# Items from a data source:
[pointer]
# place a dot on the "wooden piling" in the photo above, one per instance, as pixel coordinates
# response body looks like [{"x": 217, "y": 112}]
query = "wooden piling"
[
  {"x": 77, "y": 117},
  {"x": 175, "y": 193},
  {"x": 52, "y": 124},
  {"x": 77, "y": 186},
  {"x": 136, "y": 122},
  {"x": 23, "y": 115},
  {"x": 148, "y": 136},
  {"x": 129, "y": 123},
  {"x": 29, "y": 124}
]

# Given task:
Rewrite the records above with "wooden piling" replaced by "mooring post" wherever it appears, leaving everything else unchanged.

# Output of the task:
[pointer]
# place a dot on the "mooring post" in the photo above, one per instance, as pixel coordinates
# response body looks like [{"x": 217, "y": 112}]
query = "mooring post"
[
  {"x": 77, "y": 117},
  {"x": 175, "y": 193},
  {"x": 52, "y": 124},
  {"x": 77, "y": 186},
  {"x": 136, "y": 122},
  {"x": 23, "y": 115},
  {"x": 148, "y": 136},
  {"x": 129, "y": 123},
  {"x": 29, "y": 124}
]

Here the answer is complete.